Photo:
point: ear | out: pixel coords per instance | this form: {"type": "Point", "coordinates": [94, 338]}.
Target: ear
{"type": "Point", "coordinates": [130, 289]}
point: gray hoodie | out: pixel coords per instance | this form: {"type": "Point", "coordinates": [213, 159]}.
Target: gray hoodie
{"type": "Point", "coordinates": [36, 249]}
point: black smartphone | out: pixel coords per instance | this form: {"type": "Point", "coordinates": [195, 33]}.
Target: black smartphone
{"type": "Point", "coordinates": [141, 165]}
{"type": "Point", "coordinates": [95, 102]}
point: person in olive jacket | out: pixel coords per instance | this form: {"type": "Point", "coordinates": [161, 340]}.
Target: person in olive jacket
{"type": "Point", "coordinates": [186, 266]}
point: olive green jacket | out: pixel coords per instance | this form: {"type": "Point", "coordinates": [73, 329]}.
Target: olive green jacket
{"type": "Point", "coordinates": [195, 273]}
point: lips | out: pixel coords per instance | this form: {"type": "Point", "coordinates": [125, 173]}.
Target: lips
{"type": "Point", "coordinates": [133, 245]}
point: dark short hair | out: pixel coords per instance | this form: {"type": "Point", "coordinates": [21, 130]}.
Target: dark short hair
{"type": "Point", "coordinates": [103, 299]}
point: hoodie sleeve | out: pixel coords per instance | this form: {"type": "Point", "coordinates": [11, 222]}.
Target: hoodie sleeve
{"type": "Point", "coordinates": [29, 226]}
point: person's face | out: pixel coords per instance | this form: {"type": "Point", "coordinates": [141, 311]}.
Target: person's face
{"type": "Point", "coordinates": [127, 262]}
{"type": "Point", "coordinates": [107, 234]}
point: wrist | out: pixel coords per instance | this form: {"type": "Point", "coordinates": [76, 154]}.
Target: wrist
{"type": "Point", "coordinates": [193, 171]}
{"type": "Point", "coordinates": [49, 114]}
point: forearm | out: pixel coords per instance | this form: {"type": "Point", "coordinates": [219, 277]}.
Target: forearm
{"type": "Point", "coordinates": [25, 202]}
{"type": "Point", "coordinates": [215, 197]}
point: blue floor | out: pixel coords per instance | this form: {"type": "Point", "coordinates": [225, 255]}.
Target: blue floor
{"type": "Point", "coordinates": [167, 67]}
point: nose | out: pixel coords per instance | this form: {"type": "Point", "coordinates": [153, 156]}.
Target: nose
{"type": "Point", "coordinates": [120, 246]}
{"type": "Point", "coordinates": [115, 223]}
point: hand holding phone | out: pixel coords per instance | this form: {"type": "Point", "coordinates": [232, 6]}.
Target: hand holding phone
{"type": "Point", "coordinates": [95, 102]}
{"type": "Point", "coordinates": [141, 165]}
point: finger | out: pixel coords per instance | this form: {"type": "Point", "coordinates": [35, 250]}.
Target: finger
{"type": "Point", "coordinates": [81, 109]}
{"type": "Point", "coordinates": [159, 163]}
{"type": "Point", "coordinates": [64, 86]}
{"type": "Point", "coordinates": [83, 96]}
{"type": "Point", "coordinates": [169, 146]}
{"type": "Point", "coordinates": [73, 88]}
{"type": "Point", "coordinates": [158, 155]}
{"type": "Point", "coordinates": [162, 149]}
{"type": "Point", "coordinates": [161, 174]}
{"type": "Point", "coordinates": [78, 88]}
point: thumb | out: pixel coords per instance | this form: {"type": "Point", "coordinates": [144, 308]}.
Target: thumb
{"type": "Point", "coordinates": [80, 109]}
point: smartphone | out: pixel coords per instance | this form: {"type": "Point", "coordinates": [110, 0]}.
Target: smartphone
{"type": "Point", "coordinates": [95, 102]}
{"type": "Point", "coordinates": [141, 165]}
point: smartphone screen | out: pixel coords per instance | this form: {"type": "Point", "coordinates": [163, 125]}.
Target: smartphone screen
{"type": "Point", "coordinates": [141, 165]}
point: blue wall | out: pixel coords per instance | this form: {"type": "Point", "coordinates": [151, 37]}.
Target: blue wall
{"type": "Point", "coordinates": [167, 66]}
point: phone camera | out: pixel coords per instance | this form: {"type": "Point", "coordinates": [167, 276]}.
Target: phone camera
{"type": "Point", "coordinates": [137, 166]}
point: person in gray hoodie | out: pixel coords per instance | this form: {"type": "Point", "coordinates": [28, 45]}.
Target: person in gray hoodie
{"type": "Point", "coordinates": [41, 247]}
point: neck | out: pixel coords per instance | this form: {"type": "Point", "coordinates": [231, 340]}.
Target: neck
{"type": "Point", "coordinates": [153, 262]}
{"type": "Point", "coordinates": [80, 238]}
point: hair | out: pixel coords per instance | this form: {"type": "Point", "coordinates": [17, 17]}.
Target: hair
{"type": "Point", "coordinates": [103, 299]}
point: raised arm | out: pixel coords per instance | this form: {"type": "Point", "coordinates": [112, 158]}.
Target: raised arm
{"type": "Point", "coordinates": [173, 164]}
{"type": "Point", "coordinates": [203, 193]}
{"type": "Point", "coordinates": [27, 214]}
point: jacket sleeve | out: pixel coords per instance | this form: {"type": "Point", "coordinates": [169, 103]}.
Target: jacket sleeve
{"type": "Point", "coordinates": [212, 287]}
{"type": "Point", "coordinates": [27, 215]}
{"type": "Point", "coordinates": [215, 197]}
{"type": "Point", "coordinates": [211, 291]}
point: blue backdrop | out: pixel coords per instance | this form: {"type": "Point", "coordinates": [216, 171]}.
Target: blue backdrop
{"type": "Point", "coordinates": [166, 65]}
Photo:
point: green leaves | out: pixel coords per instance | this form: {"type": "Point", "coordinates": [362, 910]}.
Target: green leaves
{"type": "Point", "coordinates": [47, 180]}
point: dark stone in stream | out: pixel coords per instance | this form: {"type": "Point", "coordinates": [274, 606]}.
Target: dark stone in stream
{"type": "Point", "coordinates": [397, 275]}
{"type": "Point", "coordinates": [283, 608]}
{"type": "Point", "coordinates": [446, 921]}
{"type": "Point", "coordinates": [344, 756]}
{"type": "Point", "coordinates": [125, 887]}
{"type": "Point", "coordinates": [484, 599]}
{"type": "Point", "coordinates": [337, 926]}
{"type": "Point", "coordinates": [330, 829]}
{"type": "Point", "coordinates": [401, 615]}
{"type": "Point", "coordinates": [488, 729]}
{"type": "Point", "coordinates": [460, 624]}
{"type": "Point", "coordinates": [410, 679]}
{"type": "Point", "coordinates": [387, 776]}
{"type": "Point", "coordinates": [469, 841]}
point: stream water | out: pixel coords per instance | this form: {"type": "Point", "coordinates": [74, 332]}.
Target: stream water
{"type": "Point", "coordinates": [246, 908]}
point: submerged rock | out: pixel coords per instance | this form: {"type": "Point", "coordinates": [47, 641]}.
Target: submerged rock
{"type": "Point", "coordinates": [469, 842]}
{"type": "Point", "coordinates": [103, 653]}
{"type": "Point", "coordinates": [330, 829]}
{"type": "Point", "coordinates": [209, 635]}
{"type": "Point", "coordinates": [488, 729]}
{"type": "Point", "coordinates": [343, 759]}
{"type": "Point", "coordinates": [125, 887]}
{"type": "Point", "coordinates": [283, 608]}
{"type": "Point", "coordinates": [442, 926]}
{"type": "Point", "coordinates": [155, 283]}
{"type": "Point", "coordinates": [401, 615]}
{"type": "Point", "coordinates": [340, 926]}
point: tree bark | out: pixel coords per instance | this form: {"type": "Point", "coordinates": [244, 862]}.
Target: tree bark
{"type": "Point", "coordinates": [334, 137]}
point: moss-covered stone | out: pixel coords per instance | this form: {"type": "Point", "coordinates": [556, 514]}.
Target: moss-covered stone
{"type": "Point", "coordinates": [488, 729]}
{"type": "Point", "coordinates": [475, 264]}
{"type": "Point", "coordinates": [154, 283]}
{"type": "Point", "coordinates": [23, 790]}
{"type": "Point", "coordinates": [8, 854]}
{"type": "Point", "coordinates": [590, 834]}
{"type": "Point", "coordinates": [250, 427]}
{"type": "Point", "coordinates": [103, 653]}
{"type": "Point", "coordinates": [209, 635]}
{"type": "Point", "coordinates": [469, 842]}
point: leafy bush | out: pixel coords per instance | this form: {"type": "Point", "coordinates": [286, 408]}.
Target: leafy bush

============

* **Goal**: Quote only the lines from the one containing "point: tree bark" through the final line of the records, with both ends included.

* **Correct output**:
point: tree bark | out: pixel coords per instance | this form: {"type": "Point", "coordinates": [244, 862]}.
Target: tree bark
{"type": "Point", "coordinates": [334, 137]}
point: moss-covered stone | out: pixel coords per instance | this form: {"type": "Point", "coordinates": [556, 514]}.
Target: moss-covered stone
{"type": "Point", "coordinates": [488, 729]}
{"type": "Point", "coordinates": [475, 264]}
{"type": "Point", "coordinates": [154, 283]}
{"type": "Point", "coordinates": [23, 790]}
{"type": "Point", "coordinates": [8, 854]}
{"type": "Point", "coordinates": [590, 834]}
{"type": "Point", "coordinates": [250, 427]}
{"type": "Point", "coordinates": [103, 653]}
{"type": "Point", "coordinates": [209, 635]}
{"type": "Point", "coordinates": [469, 842]}
point: leafy bush | out: pixel coords per instance | this form: {"type": "Point", "coordinates": [286, 408]}.
Target: leafy bush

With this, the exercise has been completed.